- _The task_: Please translate this sentence from the negligence passage into Spanish: "The House of Lords limited the defendant’s liability to the period before the onset of disease."

This approach was distinguished in a later House of Lords case where the defendant’s breach of duty was followed by a natural event. In Jobling v Associated Dairies (1982) the claimant suffered a back injury as a result of the defendant’s breach of duty. It had occurred in 1973. The claimant had to take a lower paid job, & his income had been reduced by 50%. Before the trial in 1979 the claimant was found to be suffering from an unrelated back disease, rendering him totally unfit to work from 1976. The House of Lords limited the defendant’s liability to the period before the onset of disease. They criticised the reasoning in Baker, but did not overrule it.

So what’s the difference between the two? Well, in Baker v Willoughby there were two torts (negligence & trespass) whereas in Jobling there is only one (negligence).

Damages may be denied even though the claimant has established a causal link between the breach of duty and his damage. Policy considerations again play a part, the courts do not wish to impose too high a burden on the defendant and his insurers. In these cases the damage is said to be “too remote.”

The basic test remained the same until 1961 and was then changed by a Privy Council decision. The earlier test, however, still provides the basis of the remoteness test in some other torts.

Saved entries:
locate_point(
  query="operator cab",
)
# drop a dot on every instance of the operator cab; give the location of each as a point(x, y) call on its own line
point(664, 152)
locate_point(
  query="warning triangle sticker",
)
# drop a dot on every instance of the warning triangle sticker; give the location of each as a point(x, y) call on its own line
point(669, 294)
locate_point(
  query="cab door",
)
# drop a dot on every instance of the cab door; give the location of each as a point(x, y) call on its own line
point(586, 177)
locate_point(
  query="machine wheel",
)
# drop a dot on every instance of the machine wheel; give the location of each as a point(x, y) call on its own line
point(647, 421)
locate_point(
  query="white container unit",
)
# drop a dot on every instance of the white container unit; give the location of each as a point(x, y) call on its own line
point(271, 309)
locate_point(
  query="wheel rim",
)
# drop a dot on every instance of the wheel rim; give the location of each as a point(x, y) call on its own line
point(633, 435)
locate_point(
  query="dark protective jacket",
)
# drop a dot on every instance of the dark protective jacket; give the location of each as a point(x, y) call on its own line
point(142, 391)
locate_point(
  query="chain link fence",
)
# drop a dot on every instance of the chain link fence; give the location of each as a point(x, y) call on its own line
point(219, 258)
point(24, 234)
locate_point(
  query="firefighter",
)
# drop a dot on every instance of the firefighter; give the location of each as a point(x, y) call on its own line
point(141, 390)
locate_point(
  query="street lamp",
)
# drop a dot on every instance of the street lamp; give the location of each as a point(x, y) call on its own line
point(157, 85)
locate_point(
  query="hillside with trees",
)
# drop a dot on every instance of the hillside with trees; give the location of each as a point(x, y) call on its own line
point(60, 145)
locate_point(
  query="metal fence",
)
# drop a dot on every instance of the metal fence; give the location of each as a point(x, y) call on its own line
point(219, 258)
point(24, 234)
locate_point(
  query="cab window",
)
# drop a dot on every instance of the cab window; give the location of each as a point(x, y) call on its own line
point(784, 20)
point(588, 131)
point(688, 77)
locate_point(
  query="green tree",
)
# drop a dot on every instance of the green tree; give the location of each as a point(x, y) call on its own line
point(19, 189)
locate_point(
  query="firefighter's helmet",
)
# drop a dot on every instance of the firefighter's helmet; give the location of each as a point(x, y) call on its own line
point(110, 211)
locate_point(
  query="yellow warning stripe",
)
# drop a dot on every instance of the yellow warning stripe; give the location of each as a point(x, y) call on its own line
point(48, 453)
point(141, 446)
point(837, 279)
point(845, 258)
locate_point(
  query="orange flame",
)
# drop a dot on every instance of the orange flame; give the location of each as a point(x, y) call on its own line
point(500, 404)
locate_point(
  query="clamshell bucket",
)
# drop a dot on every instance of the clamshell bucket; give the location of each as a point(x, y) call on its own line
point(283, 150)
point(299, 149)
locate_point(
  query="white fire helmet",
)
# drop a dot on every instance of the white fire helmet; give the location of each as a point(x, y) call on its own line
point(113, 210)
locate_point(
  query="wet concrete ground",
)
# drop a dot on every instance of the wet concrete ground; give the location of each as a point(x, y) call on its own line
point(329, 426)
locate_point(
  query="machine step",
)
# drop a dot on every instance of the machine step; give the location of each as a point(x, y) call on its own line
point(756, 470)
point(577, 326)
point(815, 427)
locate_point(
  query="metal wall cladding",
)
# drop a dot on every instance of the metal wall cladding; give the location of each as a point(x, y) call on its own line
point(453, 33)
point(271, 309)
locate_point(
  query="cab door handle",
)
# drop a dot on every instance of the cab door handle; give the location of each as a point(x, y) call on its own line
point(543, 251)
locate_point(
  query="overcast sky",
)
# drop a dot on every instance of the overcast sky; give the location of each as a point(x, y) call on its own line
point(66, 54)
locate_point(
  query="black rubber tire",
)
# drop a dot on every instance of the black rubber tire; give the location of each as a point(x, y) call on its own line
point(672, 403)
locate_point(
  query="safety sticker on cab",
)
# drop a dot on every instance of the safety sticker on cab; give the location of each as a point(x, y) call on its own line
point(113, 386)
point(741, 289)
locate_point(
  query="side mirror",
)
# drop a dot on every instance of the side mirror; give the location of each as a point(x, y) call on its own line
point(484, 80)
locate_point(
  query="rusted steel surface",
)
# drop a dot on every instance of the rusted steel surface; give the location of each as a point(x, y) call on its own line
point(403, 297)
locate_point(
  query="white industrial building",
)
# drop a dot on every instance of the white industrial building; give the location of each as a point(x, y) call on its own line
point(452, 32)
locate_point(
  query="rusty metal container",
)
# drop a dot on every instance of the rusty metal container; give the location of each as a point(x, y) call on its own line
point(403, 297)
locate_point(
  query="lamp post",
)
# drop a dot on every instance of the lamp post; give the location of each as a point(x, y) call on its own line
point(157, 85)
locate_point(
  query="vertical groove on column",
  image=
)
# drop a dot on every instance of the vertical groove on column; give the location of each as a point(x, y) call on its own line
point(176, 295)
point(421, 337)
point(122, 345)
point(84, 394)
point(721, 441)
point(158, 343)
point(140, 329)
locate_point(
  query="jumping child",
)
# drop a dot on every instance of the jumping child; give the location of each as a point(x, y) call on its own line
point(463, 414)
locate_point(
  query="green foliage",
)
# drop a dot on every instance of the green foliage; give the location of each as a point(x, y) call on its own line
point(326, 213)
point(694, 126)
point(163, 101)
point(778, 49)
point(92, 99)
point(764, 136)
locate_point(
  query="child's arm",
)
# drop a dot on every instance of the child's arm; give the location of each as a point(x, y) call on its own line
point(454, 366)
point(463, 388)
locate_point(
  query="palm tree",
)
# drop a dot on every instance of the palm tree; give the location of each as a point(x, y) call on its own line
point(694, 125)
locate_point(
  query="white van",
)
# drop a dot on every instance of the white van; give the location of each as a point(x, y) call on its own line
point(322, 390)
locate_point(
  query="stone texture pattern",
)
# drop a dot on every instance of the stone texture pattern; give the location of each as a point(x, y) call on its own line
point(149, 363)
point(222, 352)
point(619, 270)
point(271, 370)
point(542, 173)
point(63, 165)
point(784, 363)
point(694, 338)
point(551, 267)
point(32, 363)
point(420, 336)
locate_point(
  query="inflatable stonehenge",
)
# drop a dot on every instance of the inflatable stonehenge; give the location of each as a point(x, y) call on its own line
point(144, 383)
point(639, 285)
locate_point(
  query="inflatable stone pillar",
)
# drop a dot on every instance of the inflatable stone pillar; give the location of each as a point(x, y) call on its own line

- _Result for this task_: La Cámara de los Lores limitó la responsabilidad del demandado al período anterior a la aparición de la enfermedad.